*** Selected extract ***

Black and white photo looking up the steps of the U.S. Supreme Court building
Credit: Thomas Hawk/Flickr, CC BY-NC 2.0

The United States has a strong tradition of investing in and trusting the best available science to inform regulations that govern natural resources protection, restoration, and management. Lately, however, the Supreme Court seems to have other ideas. In two recent decisions, the court, with environmental protections seemingly in its crosshairs, has sidestepped the checks and balances in our customary lawmaking process and cut sound science—and scientists—out of the equation.

In its May decision in Sackett v. Environmental Protection Agency (EPA), the court scaled back protections for wetlands under the Clean Water Act (CWA) to their smallest in decades. The majority opinion invented out of whole cloth a new and narrow test to determine which wetlands are protected, ignoring scientific consensus and even the explicit intent of Congress when it wrote the law. To conform with the Sackett decision, the EPA has now amended the science-based rule it finalized earlier in 2023, replacing it with the high court’s restrictive interpretation.

With a silent Congress and activist court, environmental protections are evaporating as federal rules designed by scientists are overridden.

Similarly, in its 2022 decision in West Virginia v. EPA, the majority opinion curtailed the ability of the EPA to address atmospheric carbon dioxide under the Clean Air Act (CAA). The decision was made not on the basis of scientific expertise, but rather by invoking the so-called major questions doctrine, which as Justice Elena Kagan noted in her dissent, the court has never explicitly invoked.

***

* Tasks for this exercise
1. In the Supreme Court article, which law did the West Virginia v. EPA decision limit the EPA's power under?
2. Please pick up the Supreme Court article after its last sentence and continue it for a paragraph or two.
The rows have no connection to the Supreme Court article.

*** Items ***

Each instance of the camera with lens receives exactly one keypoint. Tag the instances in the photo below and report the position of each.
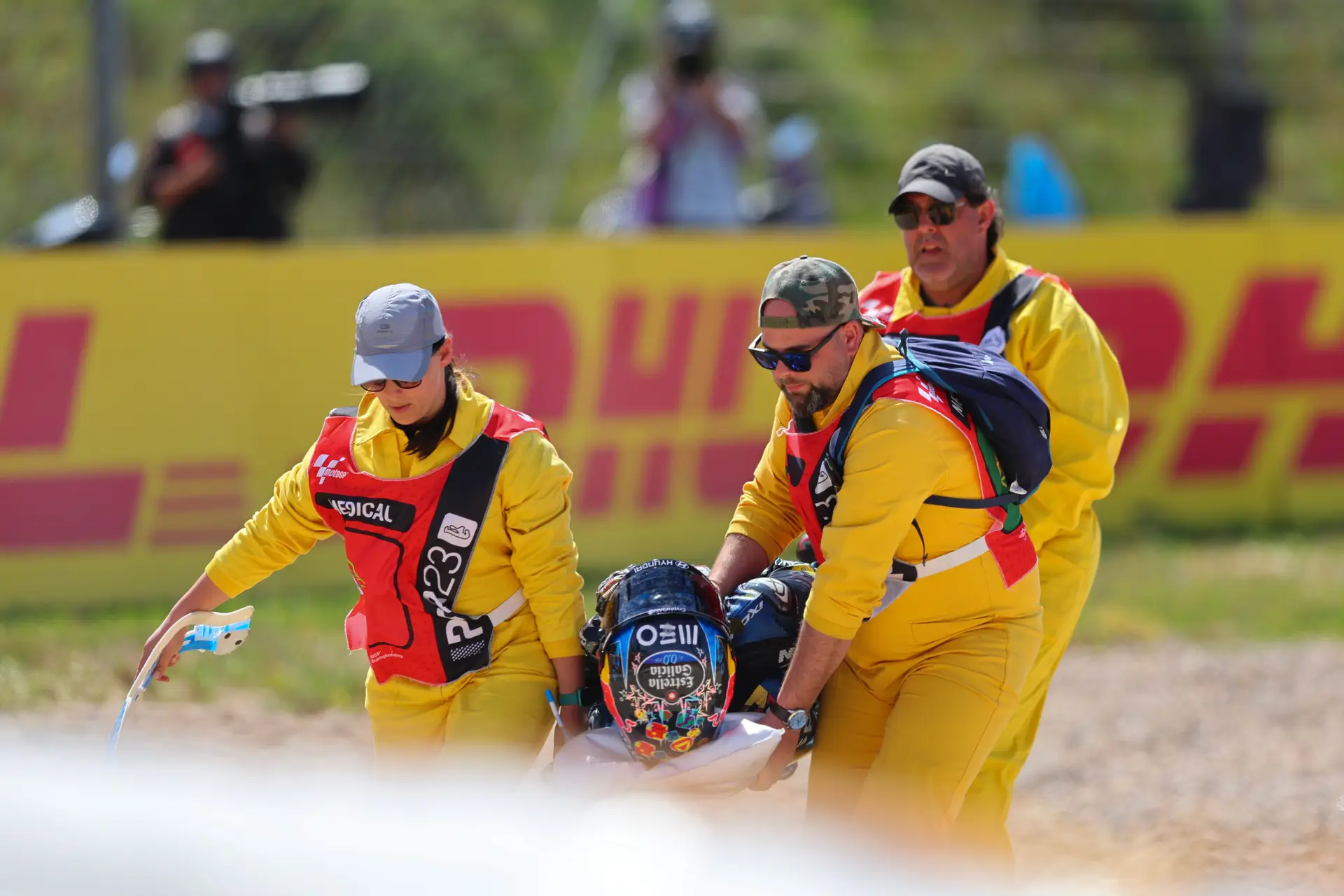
(689, 31)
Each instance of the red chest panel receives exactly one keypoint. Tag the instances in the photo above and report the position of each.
(815, 486)
(409, 545)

***

* Replies
1. The Clean Air Act (CAA).

2.
Involving scientists has traditionally been a hallmark of crafting and implementing successful environmental legislation. However, with a silent Congress and activist court, environmental protections are evaporating as federal rules designed by scientists are overridden. This troubling trend not only endangers public and environmental health but risks the perceived value and role of science in environmental management. Moreover, cutting science and scientists out of rulemaking undermines trust in scientists working to better understand our environment and our impacts on it.

We contend that scientists, as part of their personal commitment to scientific advancement, must pay attention to how their research and insights are—or are not—being reasonably applied by governing institutions that so heavily influence how we all live in the world. And we encourage them to get involved in the policymaking process to ensure that science is central in environmental legislation.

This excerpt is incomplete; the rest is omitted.